- **The request**
Exact repetition of every entry is required.

Records from a dataset:
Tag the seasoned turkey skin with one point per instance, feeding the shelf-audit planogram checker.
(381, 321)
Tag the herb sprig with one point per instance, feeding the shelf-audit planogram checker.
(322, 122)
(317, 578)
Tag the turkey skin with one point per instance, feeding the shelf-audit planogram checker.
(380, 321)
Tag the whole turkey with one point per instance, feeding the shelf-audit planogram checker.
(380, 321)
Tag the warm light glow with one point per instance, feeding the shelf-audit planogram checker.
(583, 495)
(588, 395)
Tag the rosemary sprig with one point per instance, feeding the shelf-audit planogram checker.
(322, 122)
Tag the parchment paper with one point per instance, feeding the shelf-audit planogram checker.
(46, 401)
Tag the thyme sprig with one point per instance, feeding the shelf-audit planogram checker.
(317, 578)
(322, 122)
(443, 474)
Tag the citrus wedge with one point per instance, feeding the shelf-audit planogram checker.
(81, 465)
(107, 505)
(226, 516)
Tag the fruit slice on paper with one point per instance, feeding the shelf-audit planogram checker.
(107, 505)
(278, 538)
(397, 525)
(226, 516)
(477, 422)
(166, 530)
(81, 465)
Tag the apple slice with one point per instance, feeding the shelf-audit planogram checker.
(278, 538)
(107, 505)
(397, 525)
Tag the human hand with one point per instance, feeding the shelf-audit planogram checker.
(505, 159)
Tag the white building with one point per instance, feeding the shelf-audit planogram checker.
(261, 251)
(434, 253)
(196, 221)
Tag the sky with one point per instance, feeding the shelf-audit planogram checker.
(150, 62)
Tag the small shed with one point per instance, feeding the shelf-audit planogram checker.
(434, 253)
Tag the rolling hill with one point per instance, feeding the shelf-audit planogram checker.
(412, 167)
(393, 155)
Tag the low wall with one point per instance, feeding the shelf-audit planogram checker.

- **Exercise answer**
Tag the seasoned turkey skin with one point per instance, feeding the shelf-audit planogram checker.
(381, 321)
Tag the herb sprig with one point per instance, feeding the shelf-audit planogram checker.
(322, 122)
(317, 578)
Tag the turkey skin with one point per instance, feeding the shelf-audit planogram checker.
(380, 321)
Tag the whole turkey with one point per instance, feeding the shelf-audit planogram checker.
(380, 321)
Tag the warm light glow with one point per instance, feeding the shelf-audit planogram checker.
(583, 495)
(588, 395)
Tag the rosemary sprig with one point per instance, feeding the shelf-audit planogram checker.
(322, 122)
Tag the parchment paper with one point per instance, feeding the shelf-audit planogram checker.
(46, 401)
Tag the thyme sprig with one point per instance, feeding the shelf-audit planogram checker.
(317, 578)
(322, 122)
(443, 474)
Tag the citrus wedge with one point per instance, feeding the shelf-audit planogram checker.
(81, 465)
(107, 505)
(226, 516)
Tag the fruit slice on paper with one point per instance, feeding the shelf-audit planogram checker.
(107, 505)
(278, 538)
(397, 525)
(226, 516)
(477, 422)
(166, 530)
(81, 465)
Tag the apple slice with one point per instance, feeding the shelf-audit planogram checker.
(278, 538)
(107, 505)
(397, 525)
Tag the human hand with one point per instance, feeding the shelf-audit planogram checker.
(505, 159)
Tag the white building with one point per instance, feeding the shelf-audit planogram checker.
(261, 251)
(434, 253)
(196, 221)
Tag the sky with one point per instance, feeding the shelf-audit planogram checker.
(150, 62)
Tag the small shed with one point per instance, feeding the shelf-audit planogram checker.
(434, 253)
Tag the rolling hill with one point per instance, feeding the shelf-audit planogram checker.
(412, 167)
(393, 155)
Tag the low wall with one point per instance, feeding the shelf-audit planogram checker.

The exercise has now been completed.